Exercise text:
···
I got out around noon for Amber's farrier appointment. First off, I am DEFINITELY sticking with the Stallings. Her trim is fantastic, and apparently she also won the best behaved horse of the day award. Her ground manners always win us points. Every vet appointment, farrier visit...always well behaved. Proud mama.

It was rainy off and on, and call me a wimp but I hate riding in the rain. So I didn't ride.

I spent the day washing sheets and blankets and wraps, and inbetween cheater pulling manes for Casey and cleaning up some stuff in the barn.

I M-T-G'ed her tail today, and I can't wait to see what happens in the next few weeks. I've heard so much about how fast it makes hair grow. Also need to put some on her forelock where it got nicked with the clippers when I let someone else do her bridle path. It's like, half shaved off still.

She also got a yummy dose of wormer. How tasty. She tried her "pretend to be still and then flip my head so the wormer goes flying", but I got her number the last time I wormed her when I caught Halcyon's people on a worming day. All wormer was ingested.

Monday, October 10, 2011

Saving the best for last.

I have been, for whatever reason, completely uninspired to get on my computer for the past 3 days.

Perhaps that was because on Friday, after a craptastic day, I had no idea that was only the beginning...

It's Friday morning. I overslept. I had to meet with a pet sitting clients (incidentally, one of them is one of my managers) who hired me last minute in a pinch as she remembered me talking about my side-job of pet sitting, and her daughter and she each thought the other was making arrangements...they were supposed to meet with me Thursday evening, but they never got up with me. In fact, Thursday was really when the signs of my crappy weekend started showing up, because boyfriend was acting like a 2-year-old the entire day. The supposed meeting with the clients combined with his antics also caused me to be unable to attend Victoria's birthday dinner.

Still on Thursday, we had to give my cats a routine flea bath, especially since they treated the house earlier that day. Spyro behaved well for a cat in a bath tub, but Garfield, already upset from having been kicked out into a strange room during the treatment, was not thrilled with the bath. As I was finishing rinsing him, he leaped up from Jessie's grip and swiped my eyelid and nose with his claws. He must have hit a vein, because my eye was gushing blood for a few minutes. He escaped, sopping wet, through the house, like a large sponge wringing water everywhere...

Back to Friday...I also had to fly out to the barn and take off Amber mare's sheet from the previous night, as it was going to warm up around noon, so I wanted to get that done before meeting the dogs.

So I'm flying towards the barn to snatch her sheet off and fly to meet the clients. I have NO idea where they live, and NO idea where she is meeting me to follow her there yet. And as I'm about 15 minutes from the house, I realize I have left my phone at home. Fantastic. I don't know her number my heart. Fortunately, I was passing work, and was able to get her number from my other manager and use the store phone. We picked a spot to meet and I flew out to the barn.
···
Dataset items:
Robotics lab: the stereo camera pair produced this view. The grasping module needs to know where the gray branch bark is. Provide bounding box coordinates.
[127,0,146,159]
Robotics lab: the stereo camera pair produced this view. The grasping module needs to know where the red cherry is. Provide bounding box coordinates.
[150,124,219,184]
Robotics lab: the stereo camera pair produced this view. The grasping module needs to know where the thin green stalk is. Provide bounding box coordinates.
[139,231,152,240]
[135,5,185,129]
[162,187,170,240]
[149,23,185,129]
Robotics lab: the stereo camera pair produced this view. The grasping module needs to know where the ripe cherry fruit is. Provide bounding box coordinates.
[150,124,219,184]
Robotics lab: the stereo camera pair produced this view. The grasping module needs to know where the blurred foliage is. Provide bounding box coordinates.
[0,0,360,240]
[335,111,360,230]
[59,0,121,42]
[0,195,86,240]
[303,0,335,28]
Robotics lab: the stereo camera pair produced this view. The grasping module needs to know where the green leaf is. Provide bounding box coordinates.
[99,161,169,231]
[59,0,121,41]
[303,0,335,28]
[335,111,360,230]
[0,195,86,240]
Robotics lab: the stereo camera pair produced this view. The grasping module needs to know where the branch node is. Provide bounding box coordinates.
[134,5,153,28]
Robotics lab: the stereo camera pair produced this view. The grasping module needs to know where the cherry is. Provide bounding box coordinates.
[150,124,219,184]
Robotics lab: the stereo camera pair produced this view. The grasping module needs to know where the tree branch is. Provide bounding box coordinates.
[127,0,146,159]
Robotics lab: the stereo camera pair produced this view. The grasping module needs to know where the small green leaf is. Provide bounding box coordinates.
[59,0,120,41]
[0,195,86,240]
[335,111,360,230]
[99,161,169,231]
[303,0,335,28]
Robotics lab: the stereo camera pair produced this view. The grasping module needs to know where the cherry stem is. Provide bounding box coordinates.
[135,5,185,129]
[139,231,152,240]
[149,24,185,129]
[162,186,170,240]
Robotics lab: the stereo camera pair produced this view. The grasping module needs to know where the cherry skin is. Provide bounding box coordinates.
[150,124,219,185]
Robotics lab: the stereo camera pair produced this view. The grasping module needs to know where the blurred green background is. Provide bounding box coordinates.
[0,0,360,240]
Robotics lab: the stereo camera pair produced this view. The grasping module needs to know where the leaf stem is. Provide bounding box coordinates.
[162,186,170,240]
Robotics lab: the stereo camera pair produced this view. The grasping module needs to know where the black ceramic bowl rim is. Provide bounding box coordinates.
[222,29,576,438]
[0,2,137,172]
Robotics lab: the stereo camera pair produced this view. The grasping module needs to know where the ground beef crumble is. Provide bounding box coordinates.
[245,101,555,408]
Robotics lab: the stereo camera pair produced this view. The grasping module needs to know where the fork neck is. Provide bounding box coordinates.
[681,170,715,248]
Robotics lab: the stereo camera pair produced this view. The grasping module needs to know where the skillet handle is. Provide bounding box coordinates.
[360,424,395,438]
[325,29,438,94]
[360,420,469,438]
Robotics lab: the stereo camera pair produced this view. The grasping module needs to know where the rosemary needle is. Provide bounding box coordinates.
···
Exercise:
Answer these questions about the blog post in short phrases:
1. What award did Amber win at the farrier appointment?
2. What product did the writer put on Amber's tail?
3. Which cat swiped the writer's eyelid and nose during the flea bath?
The rows were taken from a separate source.

Finished exercise:
1. Best behaved horse of the day
2. M-T-G
3. Garfield